=== Exercise prompt ===
Every line from the one with "Annotation task — pin every instance of the bird's tail" to the one with "Annotation task — pin every instance of the small", including those two, is to be copied exactly; all other lines of the entries below are left out.

=== Available records ===
────────────────────────────────────────

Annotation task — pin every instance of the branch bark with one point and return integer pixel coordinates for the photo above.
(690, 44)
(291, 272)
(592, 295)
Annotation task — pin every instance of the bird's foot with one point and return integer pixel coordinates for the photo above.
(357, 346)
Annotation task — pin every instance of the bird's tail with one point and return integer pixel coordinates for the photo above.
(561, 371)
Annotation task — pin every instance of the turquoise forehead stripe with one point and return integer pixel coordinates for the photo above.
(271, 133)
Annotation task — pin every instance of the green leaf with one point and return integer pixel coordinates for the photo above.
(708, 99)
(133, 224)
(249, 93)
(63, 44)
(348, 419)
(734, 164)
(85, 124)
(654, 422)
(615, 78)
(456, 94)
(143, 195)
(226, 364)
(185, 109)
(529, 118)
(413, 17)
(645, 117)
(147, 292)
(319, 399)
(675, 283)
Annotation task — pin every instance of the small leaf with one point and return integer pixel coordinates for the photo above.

────────────────────────────────────────

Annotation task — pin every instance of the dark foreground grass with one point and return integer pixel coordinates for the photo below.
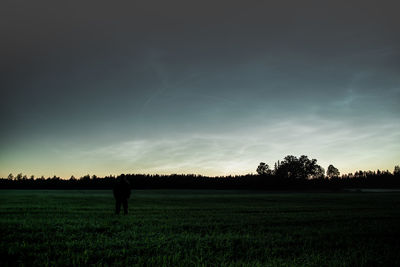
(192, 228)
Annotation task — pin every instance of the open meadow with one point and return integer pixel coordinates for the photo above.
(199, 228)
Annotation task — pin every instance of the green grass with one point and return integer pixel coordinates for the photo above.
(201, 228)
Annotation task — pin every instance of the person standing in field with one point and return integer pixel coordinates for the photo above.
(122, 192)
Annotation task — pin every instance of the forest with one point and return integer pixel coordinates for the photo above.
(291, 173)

────────────────────────────────────────

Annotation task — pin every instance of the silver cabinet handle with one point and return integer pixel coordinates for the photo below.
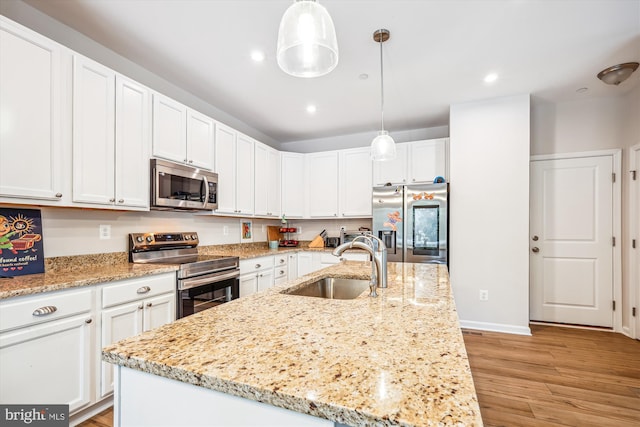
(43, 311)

────────────────────────────────────────

=== Response box ===
Annotation task — pin every instance of the bird's tail with one point and return integer pixel coordinates for the photo above.
(561, 371)
Annotation task — pin every instance of the turquoise forehead stripe with one point and return integer pixel coordinates for the photo above.
(271, 133)
Annotation task — pin every instance of the green leaf with one point and return integer pixel coordinates for the photo above.
(708, 99)
(133, 224)
(249, 93)
(63, 44)
(348, 419)
(734, 164)
(85, 124)
(654, 422)
(615, 78)
(456, 94)
(143, 195)
(226, 364)
(185, 109)
(529, 118)
(413, 17)
(645, 117)
(147, 292)
(319, 399)
(675, 283)
Annotation task — pin every instance of the small leaf with one point and return integer pixel coordinates for the photo above.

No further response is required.